■ Aim of the exercise ■
Can you sum up the forum thread below in two sentences?

[START Reading text]

Prikry sequence is countable

Question

I am reading the chapter on Prikry forcing of Handbook of Set Theory. On page 1353:

1.4 Lemma Let $G\subseteq \mathcal P$ be generic for $\langle \mathcal P, \le \rangle$. Then $\bigcup\{p\mid \exists(\langle p, A\rangle \in G)\}$ is an $\omega$-sequence cofinal in $\kappa$.

The proof below perfectly explains why $G$ is cofinal: Let $$D_\alpha=\{\langle p, A\rangle\in \mathcal P \mid \langle p, A\rangle > \langle q, B\rangle\text{ and } \max(p)>\alpha\}\text.$$ Then $D_\alpha$ is dense, so $G\cap D_\alpha\ne\varnothing$ implies $G$ contains $\langle p, A\rangle$ where $\max(p)$ is very large.

However, that $G$ is countable doesn't look particularly clear to me.

Answer 1

Lemma. Suppose that $(p,A)$ and $(q,B)$ are compatible conditions, then $p$ is an initial segment of $q$ or vice versa.

Proof. Let $(r,C)$ be a common extension. Then $r$ is an end-extension of both $q$ and $p$. Therefore the conclusion must hold. $\square$

Corollary. If $G$ is a $V$-generic filter, then $\{p\mid\exists A,(p,A)\in G\}$ is a chain of subsets.

Proof. Think. $\square$

Corollary. If $s$ is a Prikry sequence, then $s$ is of order type $\omega$.

Proof. As $s$ is the union of a chain of finite sets. Since clearly $s$ is not finite, it must have order type $\omega$. $\square$

[END Reading text]
[START Data lines]

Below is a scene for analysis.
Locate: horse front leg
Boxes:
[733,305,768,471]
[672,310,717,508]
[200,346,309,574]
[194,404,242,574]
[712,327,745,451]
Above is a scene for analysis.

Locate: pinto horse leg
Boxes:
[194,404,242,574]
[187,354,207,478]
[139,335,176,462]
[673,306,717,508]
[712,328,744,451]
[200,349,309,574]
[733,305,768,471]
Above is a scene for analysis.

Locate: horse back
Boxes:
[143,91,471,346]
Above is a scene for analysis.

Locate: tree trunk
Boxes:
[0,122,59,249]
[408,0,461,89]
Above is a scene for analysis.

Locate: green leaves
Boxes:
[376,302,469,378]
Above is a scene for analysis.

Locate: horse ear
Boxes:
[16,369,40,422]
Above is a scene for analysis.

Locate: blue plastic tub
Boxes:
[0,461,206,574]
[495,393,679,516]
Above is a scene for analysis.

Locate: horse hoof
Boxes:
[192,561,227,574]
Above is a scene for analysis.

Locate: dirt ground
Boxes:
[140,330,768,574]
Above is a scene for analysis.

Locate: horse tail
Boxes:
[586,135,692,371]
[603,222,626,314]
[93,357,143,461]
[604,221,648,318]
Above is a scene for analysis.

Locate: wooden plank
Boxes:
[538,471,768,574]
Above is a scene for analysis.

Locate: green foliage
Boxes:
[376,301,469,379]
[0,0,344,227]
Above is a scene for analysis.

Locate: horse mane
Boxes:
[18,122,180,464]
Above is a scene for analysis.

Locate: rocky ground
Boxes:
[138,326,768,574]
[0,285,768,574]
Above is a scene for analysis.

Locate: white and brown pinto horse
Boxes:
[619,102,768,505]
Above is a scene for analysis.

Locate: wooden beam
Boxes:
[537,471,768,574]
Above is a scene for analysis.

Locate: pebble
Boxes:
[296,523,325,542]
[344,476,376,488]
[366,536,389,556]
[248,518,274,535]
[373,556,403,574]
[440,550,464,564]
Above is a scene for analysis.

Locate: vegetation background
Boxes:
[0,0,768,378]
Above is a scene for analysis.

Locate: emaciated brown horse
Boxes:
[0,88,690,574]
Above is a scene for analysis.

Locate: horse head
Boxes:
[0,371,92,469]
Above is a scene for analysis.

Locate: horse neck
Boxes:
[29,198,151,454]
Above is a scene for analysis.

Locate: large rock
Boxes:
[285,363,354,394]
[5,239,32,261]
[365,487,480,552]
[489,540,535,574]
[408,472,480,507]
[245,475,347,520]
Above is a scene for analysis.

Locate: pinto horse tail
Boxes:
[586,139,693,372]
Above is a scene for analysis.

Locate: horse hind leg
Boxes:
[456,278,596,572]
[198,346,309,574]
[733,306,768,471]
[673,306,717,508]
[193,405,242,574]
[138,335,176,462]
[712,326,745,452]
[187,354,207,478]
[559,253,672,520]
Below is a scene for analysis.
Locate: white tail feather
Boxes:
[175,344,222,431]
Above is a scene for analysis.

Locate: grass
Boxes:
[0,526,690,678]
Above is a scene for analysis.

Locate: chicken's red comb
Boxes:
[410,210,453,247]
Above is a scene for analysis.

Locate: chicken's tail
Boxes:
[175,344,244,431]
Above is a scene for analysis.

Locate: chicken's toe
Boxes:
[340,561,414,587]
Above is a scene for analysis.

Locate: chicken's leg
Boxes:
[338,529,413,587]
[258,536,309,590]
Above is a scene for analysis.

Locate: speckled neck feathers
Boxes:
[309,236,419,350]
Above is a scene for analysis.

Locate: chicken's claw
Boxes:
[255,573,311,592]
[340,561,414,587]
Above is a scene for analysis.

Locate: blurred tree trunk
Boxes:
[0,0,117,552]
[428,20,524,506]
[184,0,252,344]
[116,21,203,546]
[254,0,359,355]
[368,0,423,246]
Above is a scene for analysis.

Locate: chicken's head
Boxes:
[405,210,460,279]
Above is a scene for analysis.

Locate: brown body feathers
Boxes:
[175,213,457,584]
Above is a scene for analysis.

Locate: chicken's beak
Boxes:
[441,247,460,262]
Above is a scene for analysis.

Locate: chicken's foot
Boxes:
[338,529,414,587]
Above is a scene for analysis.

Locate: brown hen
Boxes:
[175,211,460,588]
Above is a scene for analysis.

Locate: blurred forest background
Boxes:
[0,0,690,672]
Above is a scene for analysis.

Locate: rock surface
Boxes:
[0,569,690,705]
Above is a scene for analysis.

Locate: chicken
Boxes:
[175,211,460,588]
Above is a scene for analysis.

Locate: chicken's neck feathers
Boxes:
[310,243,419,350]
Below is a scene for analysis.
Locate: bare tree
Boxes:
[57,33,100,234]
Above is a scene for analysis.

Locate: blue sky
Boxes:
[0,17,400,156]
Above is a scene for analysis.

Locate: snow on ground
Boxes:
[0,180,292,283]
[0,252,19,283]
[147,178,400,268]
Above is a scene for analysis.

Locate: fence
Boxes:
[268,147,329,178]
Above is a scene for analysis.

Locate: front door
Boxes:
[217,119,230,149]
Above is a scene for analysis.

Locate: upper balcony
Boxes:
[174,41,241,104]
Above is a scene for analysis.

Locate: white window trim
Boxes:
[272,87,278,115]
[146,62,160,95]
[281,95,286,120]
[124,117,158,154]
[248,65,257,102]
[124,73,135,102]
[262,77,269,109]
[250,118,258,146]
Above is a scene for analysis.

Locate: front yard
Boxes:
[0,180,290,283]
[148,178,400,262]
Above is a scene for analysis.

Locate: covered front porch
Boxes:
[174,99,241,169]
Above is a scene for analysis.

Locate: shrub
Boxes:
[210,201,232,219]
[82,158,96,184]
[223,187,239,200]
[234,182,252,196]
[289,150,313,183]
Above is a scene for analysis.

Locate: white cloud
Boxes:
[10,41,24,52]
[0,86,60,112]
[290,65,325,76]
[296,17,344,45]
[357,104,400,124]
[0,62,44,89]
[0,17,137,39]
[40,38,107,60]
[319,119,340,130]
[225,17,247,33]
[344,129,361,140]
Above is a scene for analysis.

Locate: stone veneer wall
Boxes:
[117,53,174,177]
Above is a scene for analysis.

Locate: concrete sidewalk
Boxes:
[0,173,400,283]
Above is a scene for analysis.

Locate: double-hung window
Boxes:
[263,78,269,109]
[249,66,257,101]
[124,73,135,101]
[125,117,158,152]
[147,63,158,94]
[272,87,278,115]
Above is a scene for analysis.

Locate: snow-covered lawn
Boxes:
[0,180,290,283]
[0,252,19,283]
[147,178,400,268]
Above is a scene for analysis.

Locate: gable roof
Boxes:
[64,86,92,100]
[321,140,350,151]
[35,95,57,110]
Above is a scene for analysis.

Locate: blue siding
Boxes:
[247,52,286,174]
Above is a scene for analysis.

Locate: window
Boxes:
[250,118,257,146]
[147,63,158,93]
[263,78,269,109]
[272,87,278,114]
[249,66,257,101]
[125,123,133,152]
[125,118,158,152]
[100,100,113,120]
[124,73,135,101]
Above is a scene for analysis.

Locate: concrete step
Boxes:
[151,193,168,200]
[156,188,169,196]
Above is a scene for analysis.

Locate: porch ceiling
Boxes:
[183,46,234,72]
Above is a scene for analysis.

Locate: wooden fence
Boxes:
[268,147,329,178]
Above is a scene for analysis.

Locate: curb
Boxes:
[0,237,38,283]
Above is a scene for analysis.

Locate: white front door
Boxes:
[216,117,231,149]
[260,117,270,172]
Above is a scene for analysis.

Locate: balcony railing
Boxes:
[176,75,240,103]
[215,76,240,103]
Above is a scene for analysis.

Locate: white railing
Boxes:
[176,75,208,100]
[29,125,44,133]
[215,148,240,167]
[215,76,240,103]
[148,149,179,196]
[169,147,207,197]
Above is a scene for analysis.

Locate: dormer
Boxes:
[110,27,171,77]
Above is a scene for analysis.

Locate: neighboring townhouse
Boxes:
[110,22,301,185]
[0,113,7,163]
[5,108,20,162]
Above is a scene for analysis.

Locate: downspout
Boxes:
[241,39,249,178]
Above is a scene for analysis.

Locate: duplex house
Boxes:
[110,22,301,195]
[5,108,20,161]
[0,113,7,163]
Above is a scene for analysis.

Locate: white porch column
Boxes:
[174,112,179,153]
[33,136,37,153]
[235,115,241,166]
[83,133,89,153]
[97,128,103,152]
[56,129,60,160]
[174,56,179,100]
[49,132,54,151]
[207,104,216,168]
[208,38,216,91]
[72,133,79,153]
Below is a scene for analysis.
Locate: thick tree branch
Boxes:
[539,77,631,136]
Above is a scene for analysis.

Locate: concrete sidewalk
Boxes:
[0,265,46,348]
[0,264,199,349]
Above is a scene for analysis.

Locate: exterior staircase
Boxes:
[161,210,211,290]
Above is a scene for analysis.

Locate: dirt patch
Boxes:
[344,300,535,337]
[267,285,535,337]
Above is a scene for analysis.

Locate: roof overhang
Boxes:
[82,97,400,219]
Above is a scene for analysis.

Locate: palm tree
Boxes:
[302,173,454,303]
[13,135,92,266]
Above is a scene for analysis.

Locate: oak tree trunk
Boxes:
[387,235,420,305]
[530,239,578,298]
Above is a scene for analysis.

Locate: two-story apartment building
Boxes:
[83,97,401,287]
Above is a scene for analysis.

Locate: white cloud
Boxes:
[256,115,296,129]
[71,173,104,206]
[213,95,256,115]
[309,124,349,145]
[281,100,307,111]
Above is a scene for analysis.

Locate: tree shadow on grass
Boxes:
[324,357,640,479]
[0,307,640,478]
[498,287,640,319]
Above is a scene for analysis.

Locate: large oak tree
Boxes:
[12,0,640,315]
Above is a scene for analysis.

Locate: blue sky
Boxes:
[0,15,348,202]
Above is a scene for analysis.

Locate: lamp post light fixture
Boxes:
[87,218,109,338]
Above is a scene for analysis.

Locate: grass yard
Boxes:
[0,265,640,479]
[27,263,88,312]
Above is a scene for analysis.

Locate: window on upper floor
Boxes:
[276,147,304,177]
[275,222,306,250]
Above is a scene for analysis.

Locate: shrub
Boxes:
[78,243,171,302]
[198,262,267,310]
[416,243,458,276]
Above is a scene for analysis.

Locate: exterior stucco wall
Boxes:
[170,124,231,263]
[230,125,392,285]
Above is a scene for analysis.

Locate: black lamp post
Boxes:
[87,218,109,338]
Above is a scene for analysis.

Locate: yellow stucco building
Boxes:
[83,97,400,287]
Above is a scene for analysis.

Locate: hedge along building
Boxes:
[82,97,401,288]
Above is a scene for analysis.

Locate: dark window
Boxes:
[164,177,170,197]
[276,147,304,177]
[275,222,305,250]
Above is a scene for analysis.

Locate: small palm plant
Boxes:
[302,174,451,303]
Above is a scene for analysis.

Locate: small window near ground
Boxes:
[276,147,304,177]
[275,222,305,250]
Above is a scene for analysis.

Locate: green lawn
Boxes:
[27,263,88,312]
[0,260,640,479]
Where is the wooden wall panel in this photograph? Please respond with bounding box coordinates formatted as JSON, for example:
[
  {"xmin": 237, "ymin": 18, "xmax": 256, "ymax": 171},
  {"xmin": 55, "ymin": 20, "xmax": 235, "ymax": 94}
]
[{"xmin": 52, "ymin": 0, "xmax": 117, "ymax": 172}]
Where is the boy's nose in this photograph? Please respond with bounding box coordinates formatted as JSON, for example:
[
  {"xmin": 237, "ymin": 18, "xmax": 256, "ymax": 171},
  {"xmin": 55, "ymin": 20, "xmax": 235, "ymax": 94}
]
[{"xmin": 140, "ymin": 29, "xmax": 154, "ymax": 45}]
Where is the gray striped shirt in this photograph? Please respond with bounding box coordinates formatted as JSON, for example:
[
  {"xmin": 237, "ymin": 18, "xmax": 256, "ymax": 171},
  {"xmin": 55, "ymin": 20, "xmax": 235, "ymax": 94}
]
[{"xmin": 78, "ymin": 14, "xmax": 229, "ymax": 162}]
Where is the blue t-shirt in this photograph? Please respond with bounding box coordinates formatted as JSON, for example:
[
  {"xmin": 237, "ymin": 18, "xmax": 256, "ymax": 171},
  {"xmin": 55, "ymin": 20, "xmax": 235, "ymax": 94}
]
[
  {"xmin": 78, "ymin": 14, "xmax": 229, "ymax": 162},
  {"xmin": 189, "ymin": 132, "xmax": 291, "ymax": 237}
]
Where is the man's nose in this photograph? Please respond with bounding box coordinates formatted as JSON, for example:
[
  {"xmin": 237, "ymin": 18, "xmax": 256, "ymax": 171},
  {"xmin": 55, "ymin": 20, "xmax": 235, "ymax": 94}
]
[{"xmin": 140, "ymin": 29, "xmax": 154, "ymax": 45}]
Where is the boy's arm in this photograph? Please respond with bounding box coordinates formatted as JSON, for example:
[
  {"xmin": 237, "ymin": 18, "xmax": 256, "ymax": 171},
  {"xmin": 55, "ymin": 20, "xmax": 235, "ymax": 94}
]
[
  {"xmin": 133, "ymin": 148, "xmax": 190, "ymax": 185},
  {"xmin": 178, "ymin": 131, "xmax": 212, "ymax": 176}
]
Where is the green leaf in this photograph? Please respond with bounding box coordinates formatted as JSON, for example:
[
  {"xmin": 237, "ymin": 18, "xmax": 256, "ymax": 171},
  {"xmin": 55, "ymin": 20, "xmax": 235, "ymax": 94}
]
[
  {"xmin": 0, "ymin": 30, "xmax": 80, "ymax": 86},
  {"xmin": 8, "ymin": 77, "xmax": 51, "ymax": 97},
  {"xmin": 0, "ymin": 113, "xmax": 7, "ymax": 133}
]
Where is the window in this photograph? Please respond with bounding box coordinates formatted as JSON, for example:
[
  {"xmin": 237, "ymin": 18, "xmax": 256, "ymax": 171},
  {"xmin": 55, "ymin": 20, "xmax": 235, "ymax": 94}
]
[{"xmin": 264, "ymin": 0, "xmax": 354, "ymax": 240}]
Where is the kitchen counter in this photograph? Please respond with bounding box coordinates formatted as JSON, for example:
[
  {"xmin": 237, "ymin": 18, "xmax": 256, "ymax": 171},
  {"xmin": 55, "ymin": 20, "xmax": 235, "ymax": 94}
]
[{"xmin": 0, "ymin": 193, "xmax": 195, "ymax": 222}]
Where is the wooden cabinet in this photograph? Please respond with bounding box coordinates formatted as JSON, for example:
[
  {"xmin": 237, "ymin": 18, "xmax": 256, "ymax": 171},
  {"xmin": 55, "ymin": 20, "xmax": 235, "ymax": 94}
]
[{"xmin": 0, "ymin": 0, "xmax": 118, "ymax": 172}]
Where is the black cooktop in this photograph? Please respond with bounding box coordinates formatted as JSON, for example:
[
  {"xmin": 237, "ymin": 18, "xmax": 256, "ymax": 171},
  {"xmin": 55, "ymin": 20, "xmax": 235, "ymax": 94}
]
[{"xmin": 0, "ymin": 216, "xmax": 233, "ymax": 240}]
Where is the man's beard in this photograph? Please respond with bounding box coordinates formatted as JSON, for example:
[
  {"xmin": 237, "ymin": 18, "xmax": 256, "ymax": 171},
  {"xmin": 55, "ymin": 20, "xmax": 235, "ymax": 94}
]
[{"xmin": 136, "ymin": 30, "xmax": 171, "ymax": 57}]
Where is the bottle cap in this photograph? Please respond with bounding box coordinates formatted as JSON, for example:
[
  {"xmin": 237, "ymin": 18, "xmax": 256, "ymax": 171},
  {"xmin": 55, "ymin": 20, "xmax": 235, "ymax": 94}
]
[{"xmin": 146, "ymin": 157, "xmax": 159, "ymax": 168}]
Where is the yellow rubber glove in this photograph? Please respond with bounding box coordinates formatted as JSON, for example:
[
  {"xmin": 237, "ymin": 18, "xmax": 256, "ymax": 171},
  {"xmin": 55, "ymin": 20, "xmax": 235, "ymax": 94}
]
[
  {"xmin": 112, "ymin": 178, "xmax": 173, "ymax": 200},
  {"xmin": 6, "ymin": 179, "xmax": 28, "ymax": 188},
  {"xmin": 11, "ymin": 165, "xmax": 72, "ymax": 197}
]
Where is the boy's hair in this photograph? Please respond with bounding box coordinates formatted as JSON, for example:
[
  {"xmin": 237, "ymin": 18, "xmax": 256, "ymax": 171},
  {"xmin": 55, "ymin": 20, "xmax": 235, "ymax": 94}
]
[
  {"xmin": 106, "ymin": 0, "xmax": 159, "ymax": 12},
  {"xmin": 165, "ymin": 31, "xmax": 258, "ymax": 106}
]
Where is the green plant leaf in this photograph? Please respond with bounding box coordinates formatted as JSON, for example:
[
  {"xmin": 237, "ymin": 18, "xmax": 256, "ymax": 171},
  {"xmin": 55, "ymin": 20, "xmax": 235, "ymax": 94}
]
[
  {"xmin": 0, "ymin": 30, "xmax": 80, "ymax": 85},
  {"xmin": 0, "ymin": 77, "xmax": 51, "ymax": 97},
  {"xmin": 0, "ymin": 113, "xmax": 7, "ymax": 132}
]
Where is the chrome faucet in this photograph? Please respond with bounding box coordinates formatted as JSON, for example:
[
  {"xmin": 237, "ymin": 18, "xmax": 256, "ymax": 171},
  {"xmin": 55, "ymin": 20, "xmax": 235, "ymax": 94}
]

[END Data lines]

■ Task response ■
A reader of the Prikry forcing chapter in the Handbook of Set Theory accepts the density argument showing that the sequence from a generic filter is cofinal in $\kappa$, but finds it unclear why the sequence is countable. The reply shows that compatible conditions have first coordinates where one is an initial segment of the other, so those coordinates in a generic filter form a chain, and a Prikry sequence, being an infinite union of a chain of finite sets, has order type $\omega$.